Region pointing data:
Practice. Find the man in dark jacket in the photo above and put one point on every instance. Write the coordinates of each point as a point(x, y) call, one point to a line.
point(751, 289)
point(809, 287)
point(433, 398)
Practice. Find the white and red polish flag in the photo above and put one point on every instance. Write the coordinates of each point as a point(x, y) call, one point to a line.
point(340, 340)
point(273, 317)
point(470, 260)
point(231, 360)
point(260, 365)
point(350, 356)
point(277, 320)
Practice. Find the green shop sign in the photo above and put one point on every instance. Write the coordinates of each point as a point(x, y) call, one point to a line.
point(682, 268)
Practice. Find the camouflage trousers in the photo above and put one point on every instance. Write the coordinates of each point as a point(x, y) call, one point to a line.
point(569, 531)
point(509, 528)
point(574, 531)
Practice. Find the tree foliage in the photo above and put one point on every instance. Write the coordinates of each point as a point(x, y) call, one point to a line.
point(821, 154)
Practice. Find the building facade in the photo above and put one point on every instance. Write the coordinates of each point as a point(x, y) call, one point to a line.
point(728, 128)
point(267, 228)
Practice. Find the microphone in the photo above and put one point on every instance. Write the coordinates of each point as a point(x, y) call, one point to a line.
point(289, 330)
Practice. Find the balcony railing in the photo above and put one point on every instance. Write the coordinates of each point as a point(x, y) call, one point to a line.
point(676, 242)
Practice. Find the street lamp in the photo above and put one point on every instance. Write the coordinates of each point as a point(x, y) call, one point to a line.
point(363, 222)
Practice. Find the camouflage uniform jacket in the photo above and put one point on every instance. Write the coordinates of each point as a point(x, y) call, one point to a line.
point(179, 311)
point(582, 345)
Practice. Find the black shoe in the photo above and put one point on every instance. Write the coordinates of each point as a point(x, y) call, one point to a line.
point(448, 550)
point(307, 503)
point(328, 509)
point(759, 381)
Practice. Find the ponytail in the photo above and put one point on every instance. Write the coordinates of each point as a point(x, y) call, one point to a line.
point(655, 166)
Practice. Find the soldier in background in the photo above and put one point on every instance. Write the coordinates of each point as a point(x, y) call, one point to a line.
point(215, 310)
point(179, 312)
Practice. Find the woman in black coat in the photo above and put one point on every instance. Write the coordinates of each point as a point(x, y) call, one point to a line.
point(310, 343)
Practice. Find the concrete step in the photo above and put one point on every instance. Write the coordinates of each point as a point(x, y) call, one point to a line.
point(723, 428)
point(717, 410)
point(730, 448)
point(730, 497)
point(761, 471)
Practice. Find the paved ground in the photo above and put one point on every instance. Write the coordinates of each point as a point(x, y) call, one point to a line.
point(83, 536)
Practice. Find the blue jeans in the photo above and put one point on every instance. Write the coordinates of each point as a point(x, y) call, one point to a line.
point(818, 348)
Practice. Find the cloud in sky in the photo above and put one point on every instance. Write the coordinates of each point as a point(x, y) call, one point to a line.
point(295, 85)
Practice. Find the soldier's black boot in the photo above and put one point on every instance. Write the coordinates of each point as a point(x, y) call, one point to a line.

TASK BRIEF: Looking at the records above, please output exactly the lines that run from the one holding "Practice. Find the camouflage uniform" to the final line, and only those.

RESULT FOR THIS TASK:
Practice. Find the camouflage uniform jacket in the photo above and put one point on every instance. Write the coordinates of each point as a point(x, y) call, one point to a line.
point(179, 311)
point(582, 345)
Practice. Find the black shoe in the photo above and put one point on every instance. Write the coordinates of each point as a point(x, y) call, one point to a line.
point(448, 550)
point(307, 503)
point(328, 509)
point(759, 381)
Practice. Find the ponytail in the photo above and put one point on every instance. Write the coordinates of each point as a point(x, y) call, one point to a line.
point(655, 166)
Practice. Find the soldier in background in the photo above and put one point on every instance. Write the coordinates of each point as a point(x, y) call, one point to a line.
point(215, 310)
point(179, 312)
Practice. Find the woman in black coat in the photo above and put one point on every instance. Write the coordinates of each point as a point(x, y) call, one point to a line.
point(310, 343)
Practice. Find the concrete step in the photo above and put one point on every instance. Write the coordinates of each point as a point(x, y) call, one point to a line.
point(723, 428)
point(717, 410)
point(730, 448)
point(730, 497)
point(761, 471)
Practice. Find the paved ground in the photo above and put one point on every instance. Write the coordinates of each point as a point(x, y) call, one point to a line.
point(83, 536)
Practice. Find the blue jeans in the photo above and put one point on every instance. Write the coordinates of each point as a point(x, y) call, one point to a line.
point(818, 348)
Practice. Find the cloud in sky in the photo above and put one point on every instance. Write the coordinates of each point as a point(x, y) call, one point to a line.
point(295, 85)
Practice. Find the soldier's black boot in the photo above and put one point on every instance. Write the coordinates of each point as a point(x, y) call, one point to a line.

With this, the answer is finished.